Your tasks:
A. Copy word for word the part of the word embeddings passage that opens with the words containing "Why Embeddings?" and closes with "in low-dimensional space.".
B. Answer these questions from the word embeddings passage:
(i) What vocabulary size does it give for one-hot encoding?
(ii) What range of dimensions does it give for word embeddings?
(iii) How does Word2Vec learn embeddings?

Text passage:
— BEGIN —

Word Embeddings
Word embeddings represent words as dense vectors in continuous space, where similar words are close together. They capture semantic meaning and relationships between words.
Key Insight: "You shall know a word by the company it keeps" — Words appearing in similar contexts have similar meanings.
Why Embeddings?
One-Hot Encoding ✗
Traditional approach: sparse, high-dimensional.
dog: [0, 1, 0, 0, ..., 0]
Vocabulary size: 50,000+
✗ No semantic similarity, huge dimensions
Word Embeddings ✓
Dense vectors in low-dimensional space.
dog: [0.3, -0.4, 0.7, ...]
Dimensions: 100-300
✓ Captures meaning, similar words are close
Popular Embedding Methods
Word2Vec (2013)
Learn embeddings by predicting context words.

— END —

A sequence of records
— BEGIN —

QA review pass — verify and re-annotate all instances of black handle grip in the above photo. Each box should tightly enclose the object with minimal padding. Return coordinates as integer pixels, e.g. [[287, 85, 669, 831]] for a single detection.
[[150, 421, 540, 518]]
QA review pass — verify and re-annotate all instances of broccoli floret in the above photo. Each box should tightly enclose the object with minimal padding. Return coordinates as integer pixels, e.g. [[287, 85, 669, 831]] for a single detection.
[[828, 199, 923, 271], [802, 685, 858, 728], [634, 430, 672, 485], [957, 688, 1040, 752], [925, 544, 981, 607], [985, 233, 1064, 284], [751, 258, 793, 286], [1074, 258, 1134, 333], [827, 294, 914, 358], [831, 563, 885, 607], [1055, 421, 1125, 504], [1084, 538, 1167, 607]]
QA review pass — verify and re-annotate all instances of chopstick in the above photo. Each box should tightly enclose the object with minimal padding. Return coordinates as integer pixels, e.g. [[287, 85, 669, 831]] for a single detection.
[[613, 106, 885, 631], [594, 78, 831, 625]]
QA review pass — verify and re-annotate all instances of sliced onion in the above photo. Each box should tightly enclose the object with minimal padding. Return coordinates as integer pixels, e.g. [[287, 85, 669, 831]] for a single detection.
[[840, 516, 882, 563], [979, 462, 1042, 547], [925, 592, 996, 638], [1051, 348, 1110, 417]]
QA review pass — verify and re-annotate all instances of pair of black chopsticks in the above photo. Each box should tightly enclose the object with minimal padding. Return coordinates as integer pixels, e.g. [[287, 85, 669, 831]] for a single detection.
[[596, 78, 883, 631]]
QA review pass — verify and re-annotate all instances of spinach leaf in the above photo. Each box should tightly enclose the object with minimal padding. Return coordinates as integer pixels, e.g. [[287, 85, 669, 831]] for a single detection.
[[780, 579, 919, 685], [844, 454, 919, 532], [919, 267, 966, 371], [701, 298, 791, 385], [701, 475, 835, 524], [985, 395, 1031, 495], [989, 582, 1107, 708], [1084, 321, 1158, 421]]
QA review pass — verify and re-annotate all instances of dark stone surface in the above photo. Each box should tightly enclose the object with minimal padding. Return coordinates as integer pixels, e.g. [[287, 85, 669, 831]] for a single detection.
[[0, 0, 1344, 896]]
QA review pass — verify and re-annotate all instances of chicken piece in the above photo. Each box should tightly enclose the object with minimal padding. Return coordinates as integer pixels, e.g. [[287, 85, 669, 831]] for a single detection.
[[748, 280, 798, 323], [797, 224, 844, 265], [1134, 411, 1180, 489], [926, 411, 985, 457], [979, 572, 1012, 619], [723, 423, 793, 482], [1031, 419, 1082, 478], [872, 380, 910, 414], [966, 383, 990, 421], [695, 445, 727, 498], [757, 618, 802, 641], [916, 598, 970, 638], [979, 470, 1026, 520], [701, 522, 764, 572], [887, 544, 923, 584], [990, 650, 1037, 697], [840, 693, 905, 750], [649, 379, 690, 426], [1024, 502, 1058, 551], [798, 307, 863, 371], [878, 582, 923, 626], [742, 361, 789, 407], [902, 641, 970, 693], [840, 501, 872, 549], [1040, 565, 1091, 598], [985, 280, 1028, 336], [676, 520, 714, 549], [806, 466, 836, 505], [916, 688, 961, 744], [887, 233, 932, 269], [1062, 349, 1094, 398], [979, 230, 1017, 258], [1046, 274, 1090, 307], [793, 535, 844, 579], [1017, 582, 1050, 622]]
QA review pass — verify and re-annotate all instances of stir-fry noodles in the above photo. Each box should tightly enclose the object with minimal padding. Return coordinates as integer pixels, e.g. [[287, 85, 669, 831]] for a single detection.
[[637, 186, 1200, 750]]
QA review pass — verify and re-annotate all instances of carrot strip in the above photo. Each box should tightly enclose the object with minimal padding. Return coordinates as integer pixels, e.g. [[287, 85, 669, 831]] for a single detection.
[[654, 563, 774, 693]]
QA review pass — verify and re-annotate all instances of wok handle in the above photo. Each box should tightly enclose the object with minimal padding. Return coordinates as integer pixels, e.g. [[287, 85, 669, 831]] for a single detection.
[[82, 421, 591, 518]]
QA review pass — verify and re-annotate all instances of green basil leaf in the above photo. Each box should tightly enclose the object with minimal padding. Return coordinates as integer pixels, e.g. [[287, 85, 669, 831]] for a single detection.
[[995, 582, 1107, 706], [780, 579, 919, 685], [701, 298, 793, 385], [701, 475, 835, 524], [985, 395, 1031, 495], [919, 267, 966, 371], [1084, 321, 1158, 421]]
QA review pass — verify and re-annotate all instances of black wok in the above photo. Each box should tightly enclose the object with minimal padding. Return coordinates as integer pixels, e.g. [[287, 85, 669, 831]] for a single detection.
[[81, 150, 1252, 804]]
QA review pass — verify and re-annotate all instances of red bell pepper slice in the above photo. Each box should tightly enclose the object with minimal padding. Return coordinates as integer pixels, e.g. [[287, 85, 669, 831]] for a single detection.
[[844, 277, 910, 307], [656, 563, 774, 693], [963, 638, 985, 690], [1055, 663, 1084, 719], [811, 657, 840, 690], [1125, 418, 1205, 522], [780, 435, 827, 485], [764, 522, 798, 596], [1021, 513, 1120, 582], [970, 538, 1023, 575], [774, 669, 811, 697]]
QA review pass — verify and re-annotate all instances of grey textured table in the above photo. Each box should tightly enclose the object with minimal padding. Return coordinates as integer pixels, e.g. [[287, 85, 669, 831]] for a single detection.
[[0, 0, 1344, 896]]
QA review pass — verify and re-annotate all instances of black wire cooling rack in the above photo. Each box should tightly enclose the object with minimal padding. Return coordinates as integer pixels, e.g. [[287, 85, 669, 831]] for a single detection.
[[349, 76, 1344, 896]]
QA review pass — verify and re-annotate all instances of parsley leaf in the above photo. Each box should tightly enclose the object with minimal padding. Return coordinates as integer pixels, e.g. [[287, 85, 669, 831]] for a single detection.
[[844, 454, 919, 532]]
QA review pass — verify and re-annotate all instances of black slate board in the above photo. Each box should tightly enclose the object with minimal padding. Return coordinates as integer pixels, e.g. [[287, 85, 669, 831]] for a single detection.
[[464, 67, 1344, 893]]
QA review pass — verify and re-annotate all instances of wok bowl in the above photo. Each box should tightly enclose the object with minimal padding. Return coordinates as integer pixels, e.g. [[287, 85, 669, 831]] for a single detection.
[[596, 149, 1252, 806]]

— END —

Task-by-task solutions:
A.
Why Embeddings?
One-Hot Encoding ✗
Traditional approach: sparse, high-dimensional.
dog: [0, 1, 0, 0, ..., 0]
Vocabulary size: 50,000+
✗ No semantic similarity, huge dimensions
Word Embeddings ✓
Dense vectors in low-dimensional space.

B.
(i) 50,000+
(ii) 100-300
(iii) By predicting context words